■ Task to complete
Copy out all lines of the records in which the word "gate" appears.

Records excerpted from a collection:
Content starts
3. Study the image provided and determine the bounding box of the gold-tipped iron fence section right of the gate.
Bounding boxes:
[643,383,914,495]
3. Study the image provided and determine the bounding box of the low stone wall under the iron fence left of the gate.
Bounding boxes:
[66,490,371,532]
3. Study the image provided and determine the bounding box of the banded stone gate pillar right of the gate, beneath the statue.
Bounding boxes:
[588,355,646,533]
Content ends
Content starts
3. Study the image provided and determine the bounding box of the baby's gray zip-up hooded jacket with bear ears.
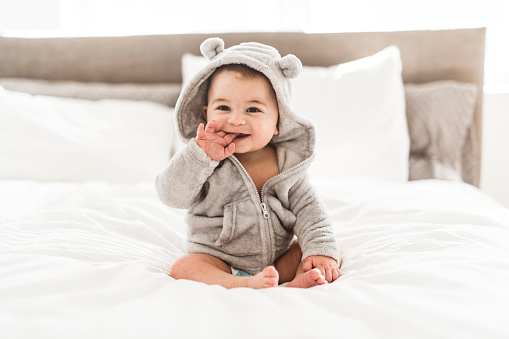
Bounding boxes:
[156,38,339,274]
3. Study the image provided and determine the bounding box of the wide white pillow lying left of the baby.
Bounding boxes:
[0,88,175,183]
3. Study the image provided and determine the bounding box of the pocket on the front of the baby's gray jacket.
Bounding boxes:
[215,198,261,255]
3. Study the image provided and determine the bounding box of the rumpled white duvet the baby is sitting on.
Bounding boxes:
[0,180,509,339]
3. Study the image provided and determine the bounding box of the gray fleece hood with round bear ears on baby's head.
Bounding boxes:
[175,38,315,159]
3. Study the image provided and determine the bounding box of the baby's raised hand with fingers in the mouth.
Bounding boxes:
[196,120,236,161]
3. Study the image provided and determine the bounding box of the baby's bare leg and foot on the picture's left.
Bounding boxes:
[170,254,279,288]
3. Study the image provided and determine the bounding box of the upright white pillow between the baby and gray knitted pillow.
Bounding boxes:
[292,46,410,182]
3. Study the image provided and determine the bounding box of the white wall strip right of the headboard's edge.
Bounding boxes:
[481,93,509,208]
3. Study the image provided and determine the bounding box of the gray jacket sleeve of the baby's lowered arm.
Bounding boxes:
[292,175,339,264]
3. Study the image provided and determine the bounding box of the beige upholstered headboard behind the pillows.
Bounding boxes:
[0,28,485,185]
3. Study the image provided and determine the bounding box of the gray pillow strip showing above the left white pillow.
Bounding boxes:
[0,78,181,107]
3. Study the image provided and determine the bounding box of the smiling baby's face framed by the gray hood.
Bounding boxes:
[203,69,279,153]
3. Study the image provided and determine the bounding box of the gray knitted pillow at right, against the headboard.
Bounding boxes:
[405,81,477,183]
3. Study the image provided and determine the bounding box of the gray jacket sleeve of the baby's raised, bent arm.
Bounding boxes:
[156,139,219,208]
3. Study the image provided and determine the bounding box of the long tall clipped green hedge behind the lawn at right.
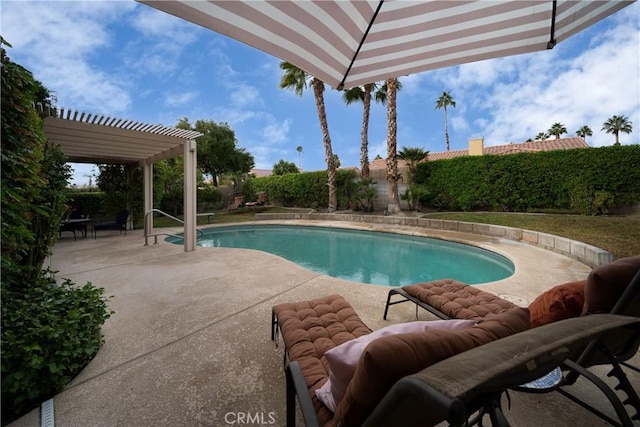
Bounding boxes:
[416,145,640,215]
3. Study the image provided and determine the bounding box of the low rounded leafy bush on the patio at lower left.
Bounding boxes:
Content ends
■ Result
3. Study the image provided and determine the bounding box of the gold-tipped iron fence section right of the gate.
3. Study the image provided and determine the bounding box of the low stone wall under the iron fence left of the gate.
3. Study the image provided and determine the bounding box of the banded stone gate pillar right of the gate, beneath the statue.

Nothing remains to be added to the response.